[Source passage]

Three health care answers

Challenged by the friend Antonio, I am answering Three health care questions (4 actually). They are questions indicative of the health care debate, I believe, because they are very silly. In fact they immediately look to the the more experience rhetorical eye as good examples of straw man argument: we attack  weaker – yet unrelated – points that our opponent really doesn’t support. So, I am giving a short answer to them – short, but too long to fit in a facebook comment where this thing arose.

Why does the impending fiscal disaster known as Medicare justify increasing the role of the federal government and reducing the role of prices which are the essence of Medicare?

Who said it does? The role of federal government should be increased simply because the private system doesn’t manage to offer affordable cover to enough citizens and, even when it does, it simply doesn’t work. It is highly inefficient in expenditures and in covering. Medicare’s costs come mainly from so called excess cost growth which. People do get older and medical practice gets more powerful and expensive and the fact that Medicare is more expensive with time is a consequence of that, not of intrinsic incapability of a state-run system.

Why is the fact that “every other industrial nation provide universal health care coverage” considered evidence for its desirability?

That fact alone is not sufficient indeed. It becomes a good hint, though, together with the observation that every other industrial nation runs in fact a better health system, as judged by WHO and OECD. Also, they run it cheaper (about ~2x). Better and less expensive, together, make a very good argument to me.

[/Source passage]
[Collected material]

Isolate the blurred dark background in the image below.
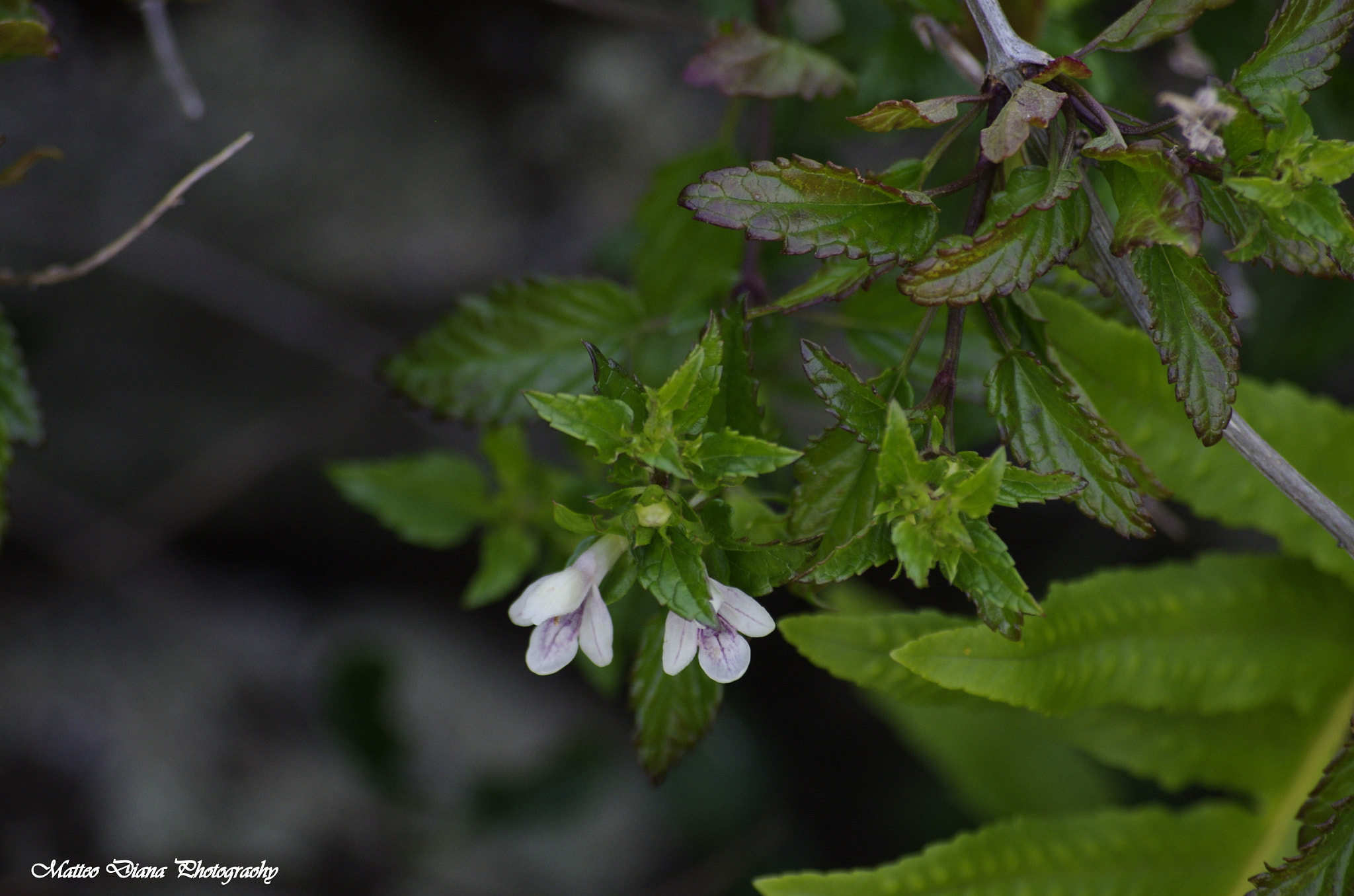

[/Collected material]

◆ **Parts of the exercise**:
a – According to the health care answers passage, why does Medicare's cost growth over time not show that a state-run system is intrinsically incapable? Answer in one to three sentences.
b – In the health care answers passage, reproduce the stretch from "Three health care answers" through "essence of Medicare?" word for word.

◆ **Responses in order**:
a – People get older, and medical practice becomes more powerful and more expensive. Medicare growing more expensive over time is a consequence of those trends, not of any intrinsic incapability of a state-run system.

b –
Three health care answers

Challenged by the friend Antonio, I am answering Three health care questions (4 actually). They are questions indicative of the health care debate, I believe, because they are very silly. In fact they immediately look to the the more experience rhetorical eye as good examples of straw man argument: we attack  weaker – yet unrelated – points that our opponent really doesn’t support. So, I am giving a short answer to them – short, but too long to fit in a facebook comment where this thing arose.

Why does the impending fiscal disaster known as Medicare justify increasing the role of the federal government and reducing the role of prices which are the essence of Medicare?